Stored items
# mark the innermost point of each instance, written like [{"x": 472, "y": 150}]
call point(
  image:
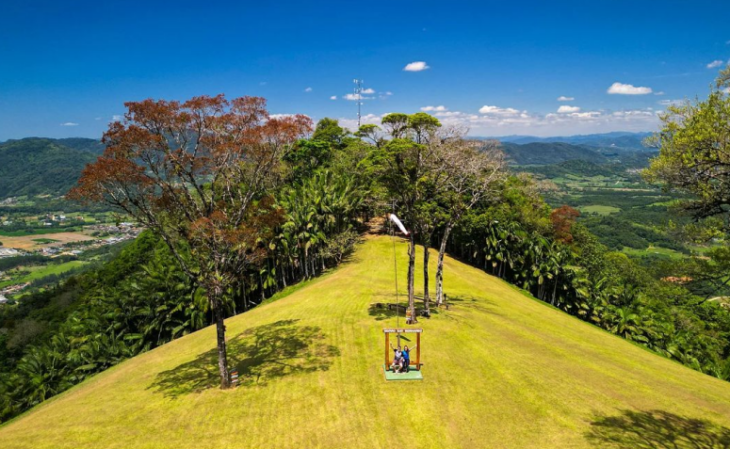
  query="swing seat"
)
[{"x": 412, "y": 374}]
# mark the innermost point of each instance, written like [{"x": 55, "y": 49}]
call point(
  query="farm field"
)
[
  {"x": 30, "y": 242},
  {"x": 39, "y": 272},
  {"x": 599, "y": 209},
  {"x": 501, "y": 370}
]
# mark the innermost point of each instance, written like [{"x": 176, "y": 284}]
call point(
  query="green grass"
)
[
  {"x": 599, "y": 209},
  {"x": 45, "y": 241},
  {"x": 653, "y": 251},
  {"x": 48, "y": 230},
  {"x": 40, "y": 272},
  {"x": 500, "y": 370}
]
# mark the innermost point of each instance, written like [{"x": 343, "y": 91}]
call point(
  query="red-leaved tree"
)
[
  {"x": 563, "y": 219},
  {"x": 197, "y": 174}
]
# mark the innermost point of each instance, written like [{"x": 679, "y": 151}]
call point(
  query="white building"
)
[{"x": 8, "y": 252}]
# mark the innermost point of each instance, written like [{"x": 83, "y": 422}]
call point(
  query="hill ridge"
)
[{"x": 501, "y": 370}]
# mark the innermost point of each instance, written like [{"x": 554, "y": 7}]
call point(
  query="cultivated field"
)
[
  {"x": 29, "y": 242},
  {"x": 501, "y": 371}
]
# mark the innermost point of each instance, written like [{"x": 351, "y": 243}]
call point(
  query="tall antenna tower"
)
[{"x": 358, "y": 97}]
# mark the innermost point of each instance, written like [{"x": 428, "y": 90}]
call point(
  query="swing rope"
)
[{"x": 395, "y": 266}]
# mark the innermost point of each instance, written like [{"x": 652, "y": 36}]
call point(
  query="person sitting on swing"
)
[
  {"x": 397, "y": 365},
  {"x": 406, "y": 357}
]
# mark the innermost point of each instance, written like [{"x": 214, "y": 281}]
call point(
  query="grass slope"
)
[{"x": 502, "y": 370}]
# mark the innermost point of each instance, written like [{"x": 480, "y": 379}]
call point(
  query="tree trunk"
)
[
  {"x": 440, "y": 266},
  {"x": 220, "y": 328},
  {"x": 426, "y": 299},
  {"x": 411, "y": 273}
]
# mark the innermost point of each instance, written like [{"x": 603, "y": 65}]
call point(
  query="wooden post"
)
[{"x": 387, "y": 347}]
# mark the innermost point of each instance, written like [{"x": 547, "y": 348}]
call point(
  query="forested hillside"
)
[
  {"x": 35, "y": 166},
  {"x": 452, "y": 193},
  {"x": 500, "y": 370},
  {"x": 540, "y": 153}
]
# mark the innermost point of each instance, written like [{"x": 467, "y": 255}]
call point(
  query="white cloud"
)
[
  {"x": 366, "y": 119},
  {"x": 714, "y": 64},
  {"x": 355, "y": 97},
  {"x": 628, "y": 89},
  {"x": 416, "y": 66},
  {"x": 280, "y": 116},
  {"x": 434, "y": 108},
  {"x": 565, "y": 109},
  {"x": 671, "y": 102},
  {"x": 496, "y": 110}
]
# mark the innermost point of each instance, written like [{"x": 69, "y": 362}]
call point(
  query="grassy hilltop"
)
[{"x": 501, "y": 370}]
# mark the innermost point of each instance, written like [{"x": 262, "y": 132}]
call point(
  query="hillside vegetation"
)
[
  {"x": 35, "y": 166},
  {"x": 539, "y": 153},
  {"x": 501, "y": 370}
]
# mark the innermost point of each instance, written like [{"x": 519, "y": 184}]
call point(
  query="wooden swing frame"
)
[{"x": 416, "y": 365}]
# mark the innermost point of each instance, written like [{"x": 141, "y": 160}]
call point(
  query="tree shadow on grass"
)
[
  {"x": 259, "y": 354},
  {"x": 656, "y": 429}
]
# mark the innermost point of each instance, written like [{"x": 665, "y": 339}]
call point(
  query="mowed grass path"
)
[{"x": 501, "y": 370}]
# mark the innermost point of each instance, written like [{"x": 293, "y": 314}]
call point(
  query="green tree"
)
[{"x": 694, "y": 152}]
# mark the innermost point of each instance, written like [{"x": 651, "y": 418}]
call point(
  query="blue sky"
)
[{"x": 66, "y": 68}]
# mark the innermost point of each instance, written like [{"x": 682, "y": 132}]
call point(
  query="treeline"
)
[
  {"x": 141, "y": 299},
  {"x": 562, "y": 263},
  {"x": 453, "y": 193}
]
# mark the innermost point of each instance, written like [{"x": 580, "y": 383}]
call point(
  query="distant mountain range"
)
[
  {"x": 546, "y": 153},
  {"x": 619, "y": 141},
  {"x": 594, "y": 148},
  {"x": 35, "y": 165}
]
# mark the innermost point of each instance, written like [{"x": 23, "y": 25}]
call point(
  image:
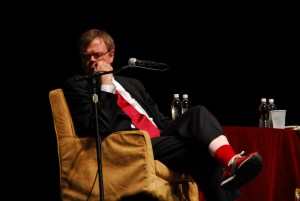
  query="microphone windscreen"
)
[{"x": 131, "y": 61}]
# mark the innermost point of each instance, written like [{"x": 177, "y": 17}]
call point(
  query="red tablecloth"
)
[{"x": 280, "y": 151}]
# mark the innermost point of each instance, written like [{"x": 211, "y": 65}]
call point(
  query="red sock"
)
[{"x": 223, "y": 154}]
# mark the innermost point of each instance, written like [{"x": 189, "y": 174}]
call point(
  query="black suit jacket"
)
[{"x": 110, "y": 116}]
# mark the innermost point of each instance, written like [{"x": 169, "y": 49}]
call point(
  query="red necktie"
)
[{"x": 139, "y": 120}]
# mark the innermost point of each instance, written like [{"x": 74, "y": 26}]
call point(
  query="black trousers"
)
[{"x": 183, "y": 147}]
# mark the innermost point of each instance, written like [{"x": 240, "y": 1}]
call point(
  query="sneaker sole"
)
[{"x": 249, "y": 169}]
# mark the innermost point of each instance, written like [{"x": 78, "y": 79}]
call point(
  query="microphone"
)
[{"x": 144, "y": 63}]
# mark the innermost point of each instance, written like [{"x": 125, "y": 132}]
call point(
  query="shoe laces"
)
[{"x": 234, "y": 158}]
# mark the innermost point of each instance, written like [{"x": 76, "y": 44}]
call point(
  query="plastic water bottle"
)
[
  {"x": 272, "y": 106},
  {"x": 175, "y": 107},
  {"x": 185, "y": 103},
  {"x": 263, "y": 113}
]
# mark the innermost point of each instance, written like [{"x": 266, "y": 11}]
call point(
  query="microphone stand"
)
[
  {"x": 98, "y": 139},
  {"x": 93, "y": 77}
]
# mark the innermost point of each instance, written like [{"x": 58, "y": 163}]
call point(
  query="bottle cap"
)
[{"x": 263, "y": 100}]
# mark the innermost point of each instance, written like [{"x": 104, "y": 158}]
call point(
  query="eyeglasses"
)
[{"x": 87, "y": 56}]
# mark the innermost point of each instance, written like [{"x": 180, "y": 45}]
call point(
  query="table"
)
[{"x": 280, "y": 151}]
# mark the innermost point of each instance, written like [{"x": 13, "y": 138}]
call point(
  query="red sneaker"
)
[{"x": 240, "y": 170}]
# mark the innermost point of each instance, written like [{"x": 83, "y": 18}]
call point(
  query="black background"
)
[{"x": 225, "y": 56}]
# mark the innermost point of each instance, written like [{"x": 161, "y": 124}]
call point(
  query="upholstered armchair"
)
[{"x": 128, "y": 165}]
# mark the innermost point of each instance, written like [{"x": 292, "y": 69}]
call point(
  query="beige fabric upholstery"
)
[{"x": 128, "y": 164}]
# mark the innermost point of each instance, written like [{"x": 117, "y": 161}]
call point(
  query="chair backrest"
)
[
  {"x": 128, "y": 154},
  {"x": 63, "y": 122},
  {"x": 77, "y": 156}
]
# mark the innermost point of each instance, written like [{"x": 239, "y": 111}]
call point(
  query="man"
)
[{"x": 194, "y": 143}]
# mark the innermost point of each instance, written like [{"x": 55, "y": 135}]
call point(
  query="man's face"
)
[{"x": 96, "y": 51}]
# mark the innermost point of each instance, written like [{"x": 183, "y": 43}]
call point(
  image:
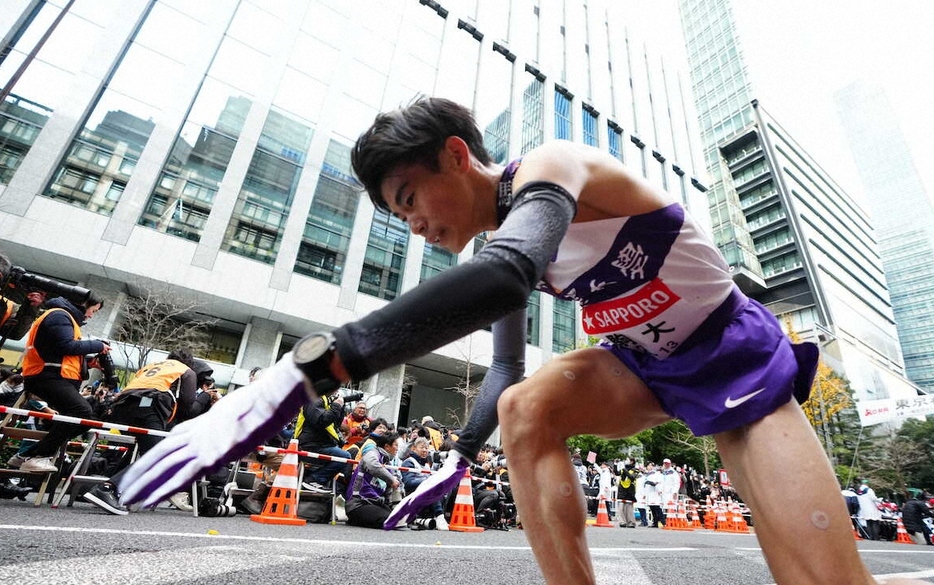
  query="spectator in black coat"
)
[{"x": 913, "y": 514}]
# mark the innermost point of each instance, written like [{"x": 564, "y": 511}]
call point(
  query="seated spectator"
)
[
  {"x": 356, "y": 425},
  {"x": 914, "y": 512},
  {"x": 435, "y": 433},
  {"x": 10, "y": 389},
  {"x": 317, "y": 432},
  {"x": 372, "y": 484},
  {"x": 432, "y": 517},
  {"x": 378, "y": 427},
  {"x": 488, "y": 500}
]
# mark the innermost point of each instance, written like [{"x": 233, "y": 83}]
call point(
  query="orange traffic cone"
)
[
  {"x": 695, "y": 516},
  {"x": 739, "y": 522},
  {"x": 723, "y": 524},
  {"x": 282, "y": 502},
  {"x": 855, "y": 531},
  {"x": 603, "y": 517},
  {"x": 462, "y": 518},
  {"x": 902, "y": 534},
  {"x": 670, "y": 514},
  {"x": 683, "y": 523},
  {"x": 710, "y": 515}
]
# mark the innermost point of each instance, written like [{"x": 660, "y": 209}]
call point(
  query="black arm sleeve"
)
[
  {"x": 492, "y": 284},
  {"x": 507, "y": 368}
]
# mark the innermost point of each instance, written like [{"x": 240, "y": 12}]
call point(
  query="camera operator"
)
[
  {"x": 53, "y": 367},
  {"x": 317, "y": 431},
  {"x": 19, "y": 304},
  {"x": 356, "y": 425}
]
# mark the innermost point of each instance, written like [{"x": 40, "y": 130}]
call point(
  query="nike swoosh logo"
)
[{"x": 731, "y": 402}]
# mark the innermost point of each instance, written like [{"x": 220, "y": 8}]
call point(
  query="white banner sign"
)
[{"x": 873, "y": 412}]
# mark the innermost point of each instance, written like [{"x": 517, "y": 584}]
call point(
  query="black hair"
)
[
  {"x": 5, "y": 265},
  {"x": 184, "y": 355},
  {"x": 92, "y": 300},
  {"x": 414, "y": 134},
  {"x": 387, "y": 439}
]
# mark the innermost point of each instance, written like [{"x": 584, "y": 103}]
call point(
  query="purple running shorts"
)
[{"x": 737, "y": 368}]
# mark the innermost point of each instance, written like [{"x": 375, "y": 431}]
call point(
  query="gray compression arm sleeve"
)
[{"x": 470, "y": 296}]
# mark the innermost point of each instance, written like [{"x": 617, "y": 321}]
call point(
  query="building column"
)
[
  {"x": 384, "y": 393},
  {"x": 260, "y": 344}
]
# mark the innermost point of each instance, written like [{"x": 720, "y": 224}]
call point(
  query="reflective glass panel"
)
[
  {"x": 384, "y": 261},
  {"x": 323, "y": 250},
  {"x": 265, "y": 200}
]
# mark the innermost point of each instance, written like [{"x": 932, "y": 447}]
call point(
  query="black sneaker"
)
[{"x": 105, "y": 496}]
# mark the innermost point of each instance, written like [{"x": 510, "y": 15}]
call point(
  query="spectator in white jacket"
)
[
  {"x": 869, "y": 514},
  {"x": 671, "y": 483},
  {"x": 653, "y": 493}
]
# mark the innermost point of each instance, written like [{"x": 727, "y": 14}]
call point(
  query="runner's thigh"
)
[{"x": 583, "y": 391}]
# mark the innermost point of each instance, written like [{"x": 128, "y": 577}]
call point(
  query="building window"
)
[
  {"x": 198, "y": 161},
  {"x": 565, "y": 327},
  {"x": 533, "y": 316},
  {"x": 615, "y": 140},
  {"x": 265, "y": 199},
  {"x": 589, "y": 118},
  {"x": 562, "y": 115},
  {"x": 435, "y": 260},
  {"x": 384, "y": 261},
  {"x": 533, "y": 114},
  {"x": 323, "y": 250}
]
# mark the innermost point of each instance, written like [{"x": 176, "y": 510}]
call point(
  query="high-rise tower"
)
[{"x": 796, "y": 240}]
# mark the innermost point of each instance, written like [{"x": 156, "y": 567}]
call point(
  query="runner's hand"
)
[
  {"x": 438, "y": 485},
  {"x": 232, "y": 428}
]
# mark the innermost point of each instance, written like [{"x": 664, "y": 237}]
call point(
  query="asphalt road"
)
[{"x": 83, "y": 545}]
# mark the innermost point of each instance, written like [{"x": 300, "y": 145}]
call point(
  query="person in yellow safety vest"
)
[
  {"x": 53, "y": 367},
  {"x": 317, "y": 432},
  {"x": 160, "y": 395}
]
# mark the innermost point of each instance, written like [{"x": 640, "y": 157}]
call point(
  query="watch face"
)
[{"x": 311, "y": 348}]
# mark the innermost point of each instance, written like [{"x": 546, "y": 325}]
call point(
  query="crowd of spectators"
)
[{"x": 386, "y": 463}]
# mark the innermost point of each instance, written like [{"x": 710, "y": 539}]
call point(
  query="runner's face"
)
[
  {"x": 438, "y": 206},
  {"x": 92, "y": 310}
]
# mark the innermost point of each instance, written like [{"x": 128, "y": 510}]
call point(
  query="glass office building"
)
[
  {"x": 903, "y": 216},
  {"x": 204, "y": 148},
  {"x": 796, "y": 240}
]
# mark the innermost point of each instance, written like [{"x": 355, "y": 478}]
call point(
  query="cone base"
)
[{"x": 277, "y": 520}]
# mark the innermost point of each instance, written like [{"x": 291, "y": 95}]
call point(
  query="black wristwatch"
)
[{"x": 312, "y": 355}]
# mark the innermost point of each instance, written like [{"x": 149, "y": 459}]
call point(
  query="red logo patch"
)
[{"x": 629, "y": 311}]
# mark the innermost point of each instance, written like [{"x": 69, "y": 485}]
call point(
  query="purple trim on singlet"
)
[
  {"x": 504, "y": 194},
  {"x": 650, "y": 236}
]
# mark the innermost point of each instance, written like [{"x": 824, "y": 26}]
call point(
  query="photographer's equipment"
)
[
  {"x": 107, "y": 367},
  {"x": 20, "y": 277}
]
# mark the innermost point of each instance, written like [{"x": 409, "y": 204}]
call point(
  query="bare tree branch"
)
[{"x": 160, "y": 318}]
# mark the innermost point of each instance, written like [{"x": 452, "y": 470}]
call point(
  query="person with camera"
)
[
  {"x": 159, "y": 395},
  {"x": 53, "y": 367},
  {"x": 627, "y": 495},
  {"x": 317, "y": 431},
  {"x": 356, "y": 425},
  {"x": 19, "y": 303}
]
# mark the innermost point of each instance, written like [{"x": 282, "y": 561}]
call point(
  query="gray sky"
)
[{"x": 799, "y": 52}]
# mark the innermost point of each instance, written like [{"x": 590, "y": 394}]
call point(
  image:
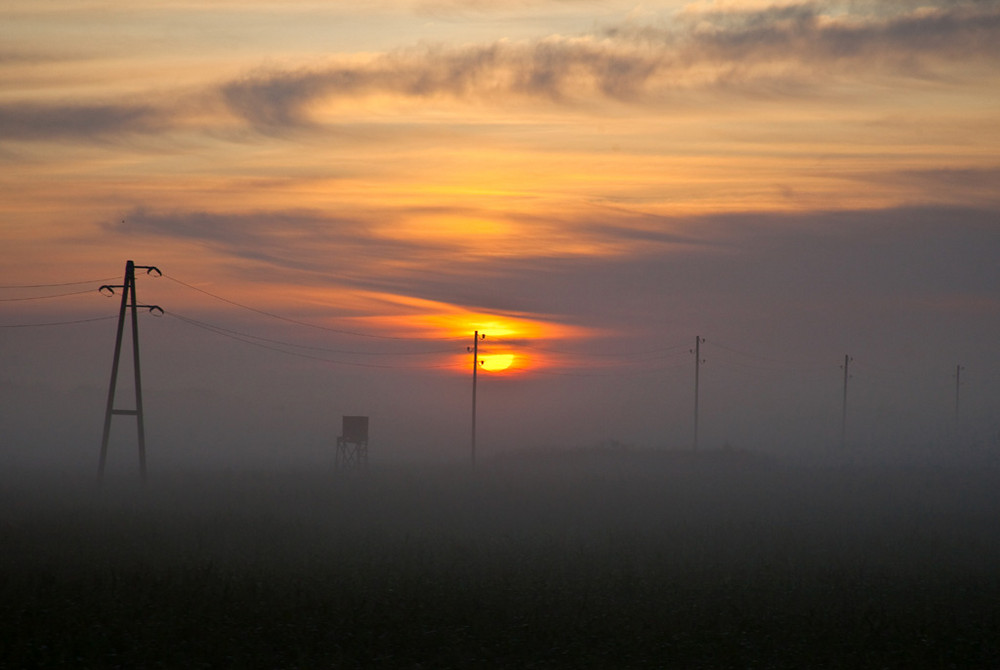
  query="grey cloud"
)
[
  {"x": 640, "y": 64},
  {"x": 34, "y": 121}
]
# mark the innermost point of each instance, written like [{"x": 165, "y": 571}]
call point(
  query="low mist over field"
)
[{"x": 592, "y": 558}]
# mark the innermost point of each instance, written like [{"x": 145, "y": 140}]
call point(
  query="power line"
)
[
  {"x": 56, "y": 323},
  {"x": 222, "y": 329},
  {"x": 305, "y": 323},
  {"x": 46, "y": 297},
  {"x": 67, "y": 283},
  {"x": 246, "y": 339}
]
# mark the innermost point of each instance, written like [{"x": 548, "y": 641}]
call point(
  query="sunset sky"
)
[{"x": 339, "y": 194}]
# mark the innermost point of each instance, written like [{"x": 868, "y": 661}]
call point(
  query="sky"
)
[{"x": 339, "y": 195}]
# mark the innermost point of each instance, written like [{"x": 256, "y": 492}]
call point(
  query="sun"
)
[{"x": 495, "y": 362}]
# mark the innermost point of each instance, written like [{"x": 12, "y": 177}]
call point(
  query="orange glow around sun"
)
[
  {"x": 506, "y": 341},
  {"x": 496, "y": 362}
]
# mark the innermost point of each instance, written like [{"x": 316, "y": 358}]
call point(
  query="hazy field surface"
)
[{"x": 676, "y": 562}]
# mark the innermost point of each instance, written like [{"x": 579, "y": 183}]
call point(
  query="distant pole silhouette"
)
[
  {"x": 843, "y": 411},
  {"x": 475, "y": 369},
  {"x": 958, "y": 385},
  {"x": 697, "y": 371},
  {"x": 128, "y": 301}
]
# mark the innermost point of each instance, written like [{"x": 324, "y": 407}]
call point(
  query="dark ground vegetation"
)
[{"x": 676, "y": 562}]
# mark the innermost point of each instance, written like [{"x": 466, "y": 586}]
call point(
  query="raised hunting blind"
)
[{"x": 352, "y": 445}]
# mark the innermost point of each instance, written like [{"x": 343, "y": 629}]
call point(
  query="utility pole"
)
[
  {"x": 475, "y": 369},
  {"x": 843, "y": 411},
  {"x": 958, "y": 385},
  {"x": 697, "y": 371},
  {"x": 128, "y": 302}
]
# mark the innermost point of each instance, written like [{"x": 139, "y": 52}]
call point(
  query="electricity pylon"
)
[{"x": 128, "y": 302}]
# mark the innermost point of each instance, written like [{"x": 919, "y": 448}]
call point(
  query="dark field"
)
[{"x": 669, "y": 562}]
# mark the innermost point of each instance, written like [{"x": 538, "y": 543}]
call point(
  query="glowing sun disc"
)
[{"x": 496, "y": 362}]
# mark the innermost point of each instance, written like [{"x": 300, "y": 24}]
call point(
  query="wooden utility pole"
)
[
  {"x": 697, "y": 371},
  {"x": 475, "y": 369},
  {"x": 128, "y": 302},
  {"x": 958, "y": 385},
  {"x": 843, "y": 410}
]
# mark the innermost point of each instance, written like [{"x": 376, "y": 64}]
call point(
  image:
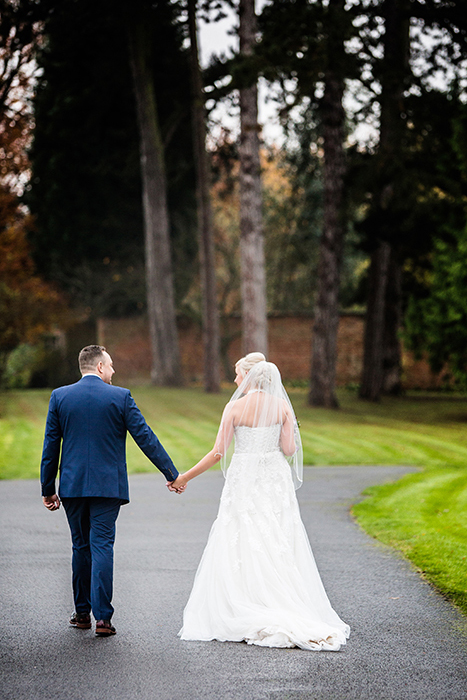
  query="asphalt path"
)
[{"x": 407, "y": 642}]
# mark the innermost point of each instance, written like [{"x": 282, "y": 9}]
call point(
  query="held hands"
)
[
  {"x": 51, "y": 502},
  {"x": 177, "y": 486}
]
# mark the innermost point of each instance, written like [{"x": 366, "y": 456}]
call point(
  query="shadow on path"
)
[{"x": 407, "y": 642}]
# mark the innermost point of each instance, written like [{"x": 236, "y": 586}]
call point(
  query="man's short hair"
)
[{"x": 90, "y": 356}]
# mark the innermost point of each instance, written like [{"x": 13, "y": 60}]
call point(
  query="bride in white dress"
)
[{"x": 257, "y": 580}]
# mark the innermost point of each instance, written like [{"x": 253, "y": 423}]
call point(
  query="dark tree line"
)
[{"x": 98, "y": 152}]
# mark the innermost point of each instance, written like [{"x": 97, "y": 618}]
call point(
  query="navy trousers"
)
[{"x": 92, "y": 525}]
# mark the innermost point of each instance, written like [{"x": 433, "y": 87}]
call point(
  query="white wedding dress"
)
[{"x": 257, "y": 580}]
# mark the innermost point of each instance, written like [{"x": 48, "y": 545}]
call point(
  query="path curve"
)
[{"x": 407, "y": 642}]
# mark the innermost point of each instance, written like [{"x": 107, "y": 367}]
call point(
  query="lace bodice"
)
[{"x": 250, "y": 440}]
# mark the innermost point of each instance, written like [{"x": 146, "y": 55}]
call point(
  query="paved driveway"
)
[{"x": 407, "y": 642}]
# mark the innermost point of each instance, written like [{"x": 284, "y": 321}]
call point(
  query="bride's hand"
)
[{"x": 178, "y": 486}]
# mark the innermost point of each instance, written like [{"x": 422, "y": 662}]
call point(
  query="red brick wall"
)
[{"x": 290, "y": 340}]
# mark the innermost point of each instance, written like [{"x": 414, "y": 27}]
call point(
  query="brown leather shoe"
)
[
  {"x": 81, "y": 620},
  {"x": 104, "y": 628}
]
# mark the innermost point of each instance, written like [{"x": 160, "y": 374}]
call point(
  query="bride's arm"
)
[{"x": 223, "y": 440}]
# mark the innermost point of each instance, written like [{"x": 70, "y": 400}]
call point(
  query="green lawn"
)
[{"x": 423, "y": 515}]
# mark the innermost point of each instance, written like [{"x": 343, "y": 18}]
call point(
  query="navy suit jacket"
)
[{"x": 90, "y": 420}]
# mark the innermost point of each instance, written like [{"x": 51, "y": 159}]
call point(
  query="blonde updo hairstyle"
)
[{"x": 244, "y": 365}]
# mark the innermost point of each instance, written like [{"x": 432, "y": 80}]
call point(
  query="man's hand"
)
[
  {"x": 51, "y": 502},
  {"x": 177, "y": 486}
]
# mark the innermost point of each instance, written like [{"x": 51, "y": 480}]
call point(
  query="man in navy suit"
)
[{"x": 89, "y": 420}]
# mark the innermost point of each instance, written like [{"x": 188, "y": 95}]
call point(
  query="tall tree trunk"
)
[
  {"x": 324, "y": 354},
  {"x": 372, "y": 376},
  {"x": 393, "y": 78},
  {"x": 211, "y": 337},
  {"x": 159, "y": 280},
  {"x": 392, "y": 360},
  {"x": 253, "y": 282}
]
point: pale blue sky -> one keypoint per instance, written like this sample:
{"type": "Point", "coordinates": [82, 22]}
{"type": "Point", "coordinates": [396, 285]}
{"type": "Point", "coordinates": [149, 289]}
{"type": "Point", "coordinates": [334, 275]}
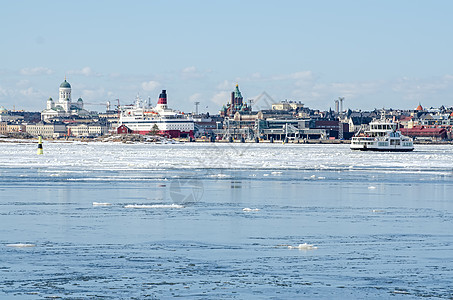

→ **WORK INSTRUCTIONS**
Pick out every line in the records above that contains the string "swing". Matching is case-sensitive.

→ **COMPLETE ANSWER**
  query="swing seat"
  query="swing rope"
  query="person sitting on swing"
  query="wooden swing frame"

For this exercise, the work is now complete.